EXERCISE: Which lines in the records below contain the word "rock"? Report each of those lines in full.
++++ SUPPLIED ENTRIES
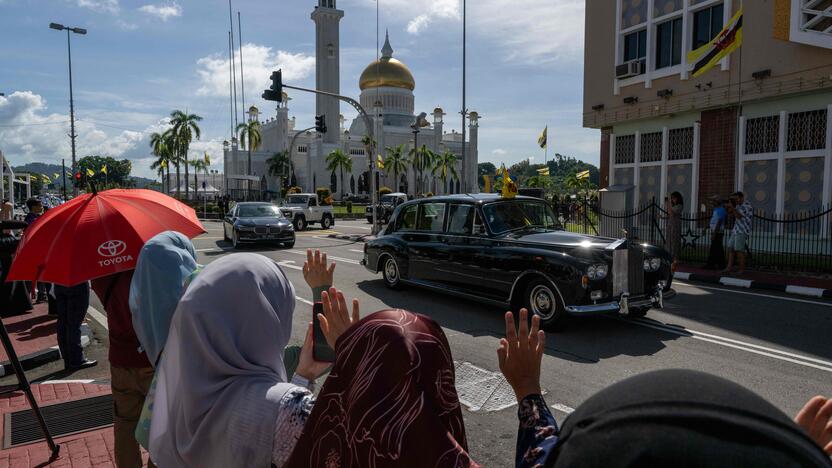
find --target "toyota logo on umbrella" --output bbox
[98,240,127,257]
++++++++
++++ SUPPLIED ENTRIES
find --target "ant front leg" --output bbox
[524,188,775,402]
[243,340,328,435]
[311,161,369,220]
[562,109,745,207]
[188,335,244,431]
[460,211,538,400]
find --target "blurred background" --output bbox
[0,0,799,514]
++++++++
++++ SUPPLIED ENTRIES
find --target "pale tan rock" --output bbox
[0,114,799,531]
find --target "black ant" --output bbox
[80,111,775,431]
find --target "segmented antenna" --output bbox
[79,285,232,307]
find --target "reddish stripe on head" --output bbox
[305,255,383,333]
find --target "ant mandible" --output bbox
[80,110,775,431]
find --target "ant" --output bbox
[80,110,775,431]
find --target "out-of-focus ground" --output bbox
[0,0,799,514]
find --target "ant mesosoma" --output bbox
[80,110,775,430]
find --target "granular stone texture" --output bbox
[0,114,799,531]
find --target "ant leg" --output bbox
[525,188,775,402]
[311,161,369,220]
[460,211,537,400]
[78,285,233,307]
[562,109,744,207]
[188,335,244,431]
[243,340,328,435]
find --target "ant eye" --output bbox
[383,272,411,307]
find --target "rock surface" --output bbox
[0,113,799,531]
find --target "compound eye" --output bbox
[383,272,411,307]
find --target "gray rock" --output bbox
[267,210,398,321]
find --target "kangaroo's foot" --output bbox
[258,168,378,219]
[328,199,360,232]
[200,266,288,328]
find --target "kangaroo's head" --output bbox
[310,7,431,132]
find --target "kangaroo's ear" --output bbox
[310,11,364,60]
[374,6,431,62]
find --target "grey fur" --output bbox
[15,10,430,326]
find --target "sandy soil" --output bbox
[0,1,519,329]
++++++++
REPLY:
find --target "pale tan rock" --output bbox
find --target "rock surface" --output bbox
find --target "gray rock" --output bbox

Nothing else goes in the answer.